* **문서 발췌**

- Deepseek+Exaone+Docling으로 오픈소스 Reasoning RAG 구축하기
- https://youtu.be/4j6J-9hxfhk?si=oWnmZatfye60k107

- Docling: Entitiy를 모두 파싱하고, 적절한 처리 파이프라인으로 따르도록 만들고 쉽게 LLM이 이해할 수 있도록 마크다운으로 변환하는 라이브러리

In [1]:
%pip install -q langchain langgraph langchain-docling langchain-qdrant langchain-text-splitters langchain-ollama

Note: you may need to restart the kernel to use updated packages.


In [1]:
import warnings
warnings.filterwarnings("ignore")

In [2]:
from langchain_ollama import ChatOllama

reasoning_llm = ChatOllama(
    model="deepseek-r1:7b", # 추론 모델
    stop=["</think>"]
)

answer_llm = ChatOllama(
    model = "exaone3.5", # 한국 모델
    temperature = 0
)

In [5]:
from typing import Annotated, List, TypedDict, Literal
from langgraph.graph.message import add_messages
from langchain_core.documents import Document

# RAG 상태 정의
class RAGState(TypedDict):
    """RAG 시스템의 상태를 정의합니다."""
    query: str
    thinking: str
    documents: List[Document]
    answer: str
    messages: Annotated[List, add_messages]
    mode: str

In [12]:
from langchain_docling import DoclingLoader
from langchain_docling.loader import ExportType

FILE_PATH = "https://arxiv.org/pdf/2408.09869"

# 시간 오래 걸림
# 내부적으로 레이아웃을 파싱하고, LLM이 이해하기 쉽게 Rule-Based로 수행.
loader = DoclingLoader(
    file_path = FILE_PATH,
    export_type = ExportType.MARKDOWN
)

docs = loader.load()

In [13]:
from langchain_text_splitters import MarkdownHeaderTextSplitter

splitter = MarkdownHeaderTextSplitter(
    headers_to_split_on=[
        ("#", "Header_1"),
        ("##", "Header_2"),
        ("###", "Header_3"),
    ],
)

splits = [split for doc in docs for split in splitter.split_text(doc.page_content)]

for d in splits[:3]:
    print(f"- {d.page_content=}")
print("...")

* **제공된 데이터**
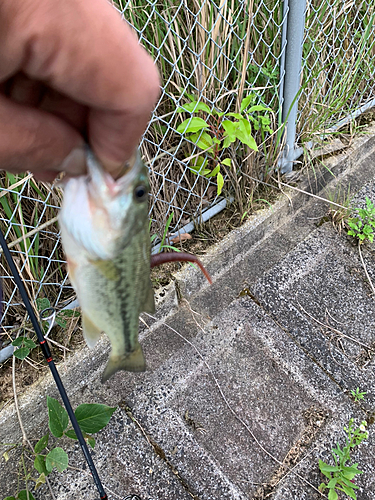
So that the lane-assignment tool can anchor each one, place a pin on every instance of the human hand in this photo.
(70, 72)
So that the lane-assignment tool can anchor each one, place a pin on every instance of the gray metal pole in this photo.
(293, 62)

* **할 일 목록**
[a] 문서 발췌에 따르면 Docling이 파싱한 내용을 마크다운으로 변환하는 이유를 한두 문장으로 설명하세요.
[b] 다음 각 진술이 문서 발췌와 일치하는지 예 또는 아니요로 답하고, 판단 근거가 되는 문서 발췌의 구절을 그대로 인용하세요. (i) reasoning_llm은 deepseek-r1:7b 모델을 사용한다. (ii) answer_llm의 temperature는 1로 설정된다. (iii) FILE_PATH는 로컬 PDF 파일 경로를 가리킨다.
[c] 문서 발췌의 RAG 구축 코드가 끝나는 지점부터 이어지는 내용을 작성하세요.
제공된 데이터의 줄들은 문서 발췌와 관련이 없습니다.

* **작업 답안**
[a] LLM이 쉽게 이해할 수 있도록 하기 위해서입니다. Docling은 엔티티를 모두 파싱해 적절한 처리 파이프라인을 따르게 한 뒤 마크다운으로 변환합니다.

[b]
(i) 예: “model="deepseek-r1:7b", # 추론 모델”
(ii) 아니요: “temperature = 0”
(iii) 아니요: “FILE_PATH = "https://arxiv.org/pdf/2408.09869"”

[c]
- d.page_content='Version 1.0  \nChristoph Auer Maksym Lysak Ahmed Nassar Michele Dolfi Nikolaos Livathinos Panos Vagenas Cesar Berrospi Ramis Matteo Omenetti Fabian Lindlbauer Kasper Dinkla Lokesh Mishra Yusik Kim Shubham Gupta Rafael Teixeira de Lima Valery Weber Lucas Morin Ingmar Meijer Viktor Kuropiatnyk Peter W. J. Staar  \nAI4K Group, IBM Research R¨ uschlikon, Switzerland'
- d.page_content='This technical report introduces Docling , an easy to use, self-contained, MITlicensed open-source package for PDF document conversion. It is powered by state-of-the-art specialized AI models for layout analysis (DocLayNet) and table structure recognition (TableFormer), and runs efficiently on commodity hardware in a small resource budget. The code interface allows for easy extensibility and addition of new features and models.'
- d.page_content='Converting PDF documents back into a machine-processable format has been a major challenge for decades due to their huge variability in formats, we

In [14]:
from IPython.display import Markdown

display(Markdown(splits[12].page_content))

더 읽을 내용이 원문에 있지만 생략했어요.